Start of THE RECORDS

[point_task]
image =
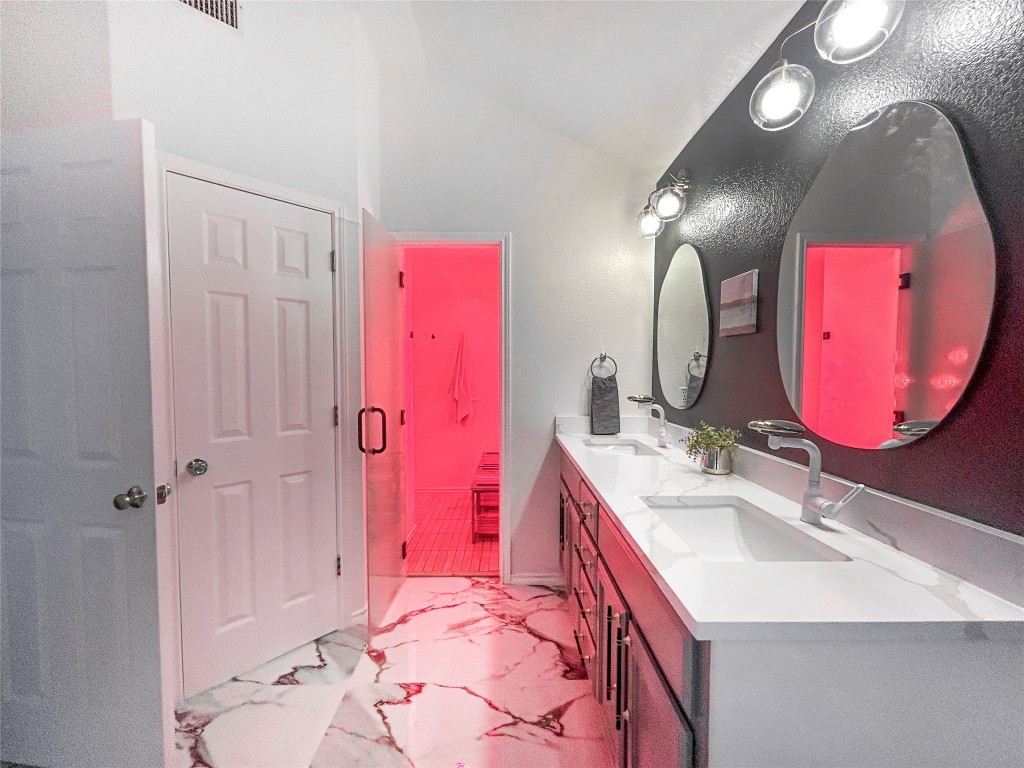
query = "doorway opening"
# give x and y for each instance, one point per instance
(855, 320)
(453, 361)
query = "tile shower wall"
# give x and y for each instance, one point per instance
(965, 56)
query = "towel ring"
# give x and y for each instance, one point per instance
(601, 358)
(695, 358)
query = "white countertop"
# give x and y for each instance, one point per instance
(879, 593)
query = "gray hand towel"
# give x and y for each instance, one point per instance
(604, 406)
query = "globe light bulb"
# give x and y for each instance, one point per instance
(858, 22)
(668, 203)
(647, 224)
(849, 30)
(781, 97)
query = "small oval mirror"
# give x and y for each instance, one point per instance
(683, 328)
(887, 283)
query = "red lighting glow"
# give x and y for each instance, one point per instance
(945, 381)
(957, 355)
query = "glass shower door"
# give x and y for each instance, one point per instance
(381, 435)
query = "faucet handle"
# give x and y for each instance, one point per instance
(830, 509)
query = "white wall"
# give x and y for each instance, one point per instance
(54, 68)
(289, 97)
(454, 160)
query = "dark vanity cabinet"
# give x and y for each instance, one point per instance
(656, 734)
(642, 662)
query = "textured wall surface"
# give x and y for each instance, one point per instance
(967, 56)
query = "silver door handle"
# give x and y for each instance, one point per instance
(134, 498)
(197, 467)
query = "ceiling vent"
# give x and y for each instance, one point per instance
(222, 10)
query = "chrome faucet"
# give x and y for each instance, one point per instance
(663, 429)
(815, 507)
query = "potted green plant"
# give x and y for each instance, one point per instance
(713, 445)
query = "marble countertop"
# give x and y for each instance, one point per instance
(880, 593)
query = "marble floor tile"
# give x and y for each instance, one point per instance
(458, 630)
(464, 673)
(476, 725)
(267, 726)
(472, 673)
(274, 715)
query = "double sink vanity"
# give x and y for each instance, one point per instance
(720, 630)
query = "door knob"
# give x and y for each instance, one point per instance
(197, 467)
(134, 498)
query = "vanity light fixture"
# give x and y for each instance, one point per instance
(782, 96)
(849, 30)
(670, 202)
(845, 31)
(647, 223)
(665, 204)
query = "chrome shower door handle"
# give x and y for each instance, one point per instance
(135, 497)
(197, 467)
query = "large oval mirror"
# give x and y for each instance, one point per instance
(682, 329)
(886, 283)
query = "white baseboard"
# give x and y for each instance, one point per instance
(356, 617)
(538, 580)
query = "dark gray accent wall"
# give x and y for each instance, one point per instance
(967, 57)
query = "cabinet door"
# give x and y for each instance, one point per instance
(657, 735)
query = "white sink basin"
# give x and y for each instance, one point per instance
(620, 446)
(727, 528)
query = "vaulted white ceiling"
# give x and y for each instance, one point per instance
(632, 80)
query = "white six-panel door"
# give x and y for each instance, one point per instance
(252, 344)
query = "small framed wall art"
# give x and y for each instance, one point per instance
(738, 312)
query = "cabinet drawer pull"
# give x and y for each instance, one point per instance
(583, 611)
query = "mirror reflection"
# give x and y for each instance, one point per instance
(683, 329)
(886, 283)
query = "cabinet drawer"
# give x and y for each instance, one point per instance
(584, 602)
(586, 557)
(674, 647)
(589, 514)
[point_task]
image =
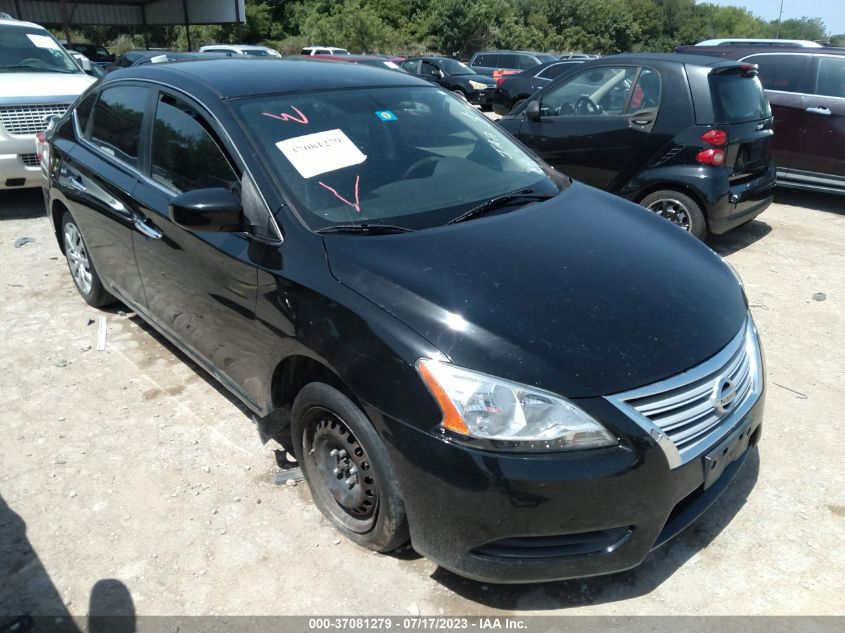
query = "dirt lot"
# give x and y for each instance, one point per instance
(131, 464)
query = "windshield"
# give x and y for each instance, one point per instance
(739, 97)
(26, 49)
(454, 67)
(415, 157)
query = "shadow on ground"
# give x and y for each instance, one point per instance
(640, 581)
(29, 600)
(21, 204)
(739, 238)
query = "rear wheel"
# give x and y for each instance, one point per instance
(347, 468)
(81, 267)
(679, 209)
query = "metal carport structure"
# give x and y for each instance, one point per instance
(129, 13)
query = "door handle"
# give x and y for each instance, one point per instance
(145, 229)
(75, 182)
(819, 110)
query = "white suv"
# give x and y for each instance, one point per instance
(37, 79)
(240, 49)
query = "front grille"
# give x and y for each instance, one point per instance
(30, 160)
(533, 547)
(26, 120)
(696, 408)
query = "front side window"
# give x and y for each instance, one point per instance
(116, 126)
(32, 50)
(185, 155)
(410, 156)
(595, 91)
(781, 72)
(831, 79)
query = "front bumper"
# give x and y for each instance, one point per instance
(504, 518)
(18, 163)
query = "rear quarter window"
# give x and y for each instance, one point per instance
(738, 98)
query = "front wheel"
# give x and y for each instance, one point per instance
(679, 209)
(347, 468)
(85, 276)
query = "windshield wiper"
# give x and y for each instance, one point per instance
(37, 69)
(372, 229)
(499, 202)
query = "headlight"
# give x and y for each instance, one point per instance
(509, 415)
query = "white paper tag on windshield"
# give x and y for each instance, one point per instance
(43, 41)
(322, 152)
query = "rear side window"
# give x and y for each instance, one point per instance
(738, 97)
(487, 60)
(831, 79)
(780, 72)
(553, 71)
(116, 126)
(185, 155)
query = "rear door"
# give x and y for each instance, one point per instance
(200, 286)
(590, 128)
(822, 159)
(743, 111)
(786, 78)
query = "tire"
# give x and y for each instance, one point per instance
(330, 434)
(678, 208)
(81, 266)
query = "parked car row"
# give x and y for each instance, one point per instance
(463, 347)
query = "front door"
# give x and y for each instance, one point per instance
(98, 180)
(824, 114)
(786, 79)
(596, 122)
(200, 286)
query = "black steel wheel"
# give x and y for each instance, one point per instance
(347, 468)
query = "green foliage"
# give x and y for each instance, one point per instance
(464, 26)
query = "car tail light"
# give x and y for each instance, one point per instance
(717, 138)
(714, 157)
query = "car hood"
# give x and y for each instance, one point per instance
(25, 85)
(585, 294)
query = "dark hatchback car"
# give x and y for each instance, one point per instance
(462, 346)
(687, 137)
(455, 76)
(511, 90)
(806, 87)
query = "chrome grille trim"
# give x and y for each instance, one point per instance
(681, 413)
(26, 120)
(30, 160)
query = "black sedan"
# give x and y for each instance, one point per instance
(461, 345)
(511, 90)
(454, 75)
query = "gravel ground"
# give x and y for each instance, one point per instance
(131, 464)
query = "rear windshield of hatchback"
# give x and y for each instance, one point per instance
(738, 98)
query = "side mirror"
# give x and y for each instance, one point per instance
(211, 210)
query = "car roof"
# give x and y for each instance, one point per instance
(665, 58)
(739, 52)
(260, 76)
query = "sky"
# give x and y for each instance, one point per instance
(831, 11)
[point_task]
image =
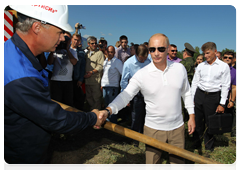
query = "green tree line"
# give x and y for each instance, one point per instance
(197, 49)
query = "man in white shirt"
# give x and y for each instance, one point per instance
(61, 80)
(112, 71)
(160, 81)
(210, 87)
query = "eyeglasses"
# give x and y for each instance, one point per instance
(228, 57)
(160, 49)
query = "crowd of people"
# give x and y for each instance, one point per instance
(155, 90)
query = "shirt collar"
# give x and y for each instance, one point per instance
(153, 68)
(217, 61)
(175, 58)
(26, 51)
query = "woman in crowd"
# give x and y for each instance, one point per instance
(199, 59)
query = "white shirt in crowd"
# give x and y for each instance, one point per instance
(212, 78)
(63, 68)
(112, 71)
(74, 52)
(162, 91)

End of THE RECORDS

## REQUIRED ACTION
Could you count the lines of the listing above that hold the word "faucet" and give only the total?

## RESPONSE AREA
2